## Exercise set
**A)** In the passage about Jack Feldstein's neon animation, who gives the dramatic reading that serves as its soundtrack?
**B)** Carry on the passage about Jack Feldstein's neon animation, picking up after its final sentence.

## Text block
My good friend Bill was kind enough to serve as our “Whitman” (How odd and fortuitous that one of my dearest friends should be a dead ringer for Whitman…)
(Hat-tip: Poets & Writers’ Clip of the Day)
A dramatic reading by George Wallace, writer-in-residence at the Walt Whitman birthplace on Long Island, forms the soundtrack for this neon animation by Jack Feldstein. According to Feldstein’s Wikipedia page,
His trademark style is the “neonizing” of a combination of live action video recording and public domain material, particularly cartoons. “Neonizing” is a complex computer technique that renders the lines of an image to be like a neon sign. […]
Feldstein was a scriptwriter for many years before, as he puts it, he woke up one morning and began making neon films. In the 1990s he was instrumental in developing series for Australian television. He then went on to be Head Writer for Brilliant Digital Entertainment where he was involved in creating 3D computer animated multipath webisode series which included Xena-Warrior Princess, Superman and Ace Ventura.

## Provided information
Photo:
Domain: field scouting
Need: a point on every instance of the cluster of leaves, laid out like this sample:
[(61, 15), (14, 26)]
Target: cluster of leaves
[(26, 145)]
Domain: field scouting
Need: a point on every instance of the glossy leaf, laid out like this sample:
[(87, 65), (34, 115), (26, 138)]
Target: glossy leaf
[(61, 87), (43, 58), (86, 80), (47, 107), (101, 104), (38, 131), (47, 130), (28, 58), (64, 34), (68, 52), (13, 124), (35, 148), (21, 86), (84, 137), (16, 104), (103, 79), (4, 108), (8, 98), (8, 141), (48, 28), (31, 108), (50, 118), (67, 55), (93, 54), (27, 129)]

## Task-by-task answers
**A)** George Wallace, writer-in-residence at the Walt Whitman birthplace on Long Island.

**B)**
He describes neon animation, (neonism)…as a deconstructionist, post-modern animation filmmaking style that utilises appropriation and pop art techniques in a ”Warhol meets Vegas” look. It is a stream-of-consciousness narrative with a cartoon aesthetic. Neonism takes modernist stream-of-consciousness filmmaking into a post-modern and humorous form.
Metempsychotic (reincarnated) modernism is another description of Feldstein’s neon animation aesthetic.
Neon animation has also been described as re-animation.
Alexander Pulido calls this film American Disillusion:
The now-famous (thank you Levi’s) wax cylinder recording of Walt Whitman reading the first verse of his famous poem ‘America’, juxtaposed against imagery of America in reality.
Philip Binder is credited with the cinematography. (For the Levi’s ad using the same wax recording, see here.)
Multiple uploads of this ad may be found on YouTube, but this one gives the complete credits. Most significant of course is the fact that they used what is believed to be the poet’s own voice, from an 1888 wax recording. The iconic American composer Charles Ives was also sampled in the soundtrack. The Portland, Oregon-based firm Wieden + Kennedy created the ad, with Cary Fukunaga as the director.
The second Whitman ad in Levi’s “Go Forth” campaign, also from W+K, was directed by M Blash.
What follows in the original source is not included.